• _EXTRACT PROVIDED_:
━━━━━━━━━━━━━━━━━━━━
A wholesale copy of our site at CLIENT URL has been made available on the domain CLONE DOMAIN, served from your servers without permission of CLIENT. A sample of the copied articles, to which we own the exclusive copyrights, can be found at:

PROVIDE WEBSITE URL FOR SEVERAL ORIGINAL ARTICLES

The unauthorized and infringing copies can be found at:

PROVIDE WEBSITE URL FOR CORRESPONDING COPIES

This letter is official notification under Section 512(c) of the Digital Millennium Copyright Act (”DMCA”), and I seek the removal of the aforementioned infringing material from your servers. I request that you immediately notify the infringer of this notice and inform them of their duty to remove the infringing material immediately, and notify them to cease any further posting of infringing material to your server in the future.

Please also be advised that law requires you, as a service provider, to remove or disable access to the infringing materials upon receiving this notice. Under US law a service provider, such as yourself, enjoys immunity from a copyright lawsuit provided that you act with deliberate speed to investigate and rectify ongoing copyright infringement. If service providers do not investigate and remove or disable the infringing material this immunity is lost. Therefore, in order for you to remain immune from a copyright infringement action you will need to investigate and ultimately remove or otherwise disable the infringing material from your servers with all due speed should the direct infringer, your client, not comply immediately.
━━━━━━━━━━━━━━━━━━━━
• _ENTRIES PROVIDED_:
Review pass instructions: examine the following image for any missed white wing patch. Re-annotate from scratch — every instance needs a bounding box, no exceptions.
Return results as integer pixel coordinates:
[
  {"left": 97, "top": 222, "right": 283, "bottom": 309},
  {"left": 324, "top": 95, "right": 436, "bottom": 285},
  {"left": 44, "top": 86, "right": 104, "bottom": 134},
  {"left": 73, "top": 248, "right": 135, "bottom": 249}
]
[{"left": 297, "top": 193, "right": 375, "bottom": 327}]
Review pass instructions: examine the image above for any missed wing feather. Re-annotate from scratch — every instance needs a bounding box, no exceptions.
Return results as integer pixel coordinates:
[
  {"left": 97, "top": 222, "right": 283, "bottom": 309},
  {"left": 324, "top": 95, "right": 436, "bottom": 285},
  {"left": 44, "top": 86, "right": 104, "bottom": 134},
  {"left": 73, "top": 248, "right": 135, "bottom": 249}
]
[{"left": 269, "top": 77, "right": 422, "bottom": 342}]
━━━━━━━━━━━━━━━━━━━━
• _SHORT PROBLEM_: Retype the takedown notice word for word, everything from "A wholesale copy" down to "in the future.". The entries that come after the takedown notice are separate material and have no connection to it.

• _RESULT_:
A wholesale copy of our site at CLIENT URL has been made available on the domain CLONE DOMAIN, served from your servers without permission of CLIENT. A sample of the copied articles, to which we own the exclusive copyrights, can be found at:

PROVIDE WEBSITE URL FOR SEVERAL ORIGINAL ARTICLES

The unauthorized and infringing copies can be found at:

PROVIDE WEBSITE URL FOR CORRESPONDING COPIES

This letter is official notification under Section 512(c) of the Digital Millennium Copyright Act (”DMCA”), and I seek the removal of the aforementioned infringing material from your servers. I request that you immediately notify the infringer of this notice and inform them of their duty to remove the infringing material immediately, and notify them to cease any further posting of infringing material to your server in the future.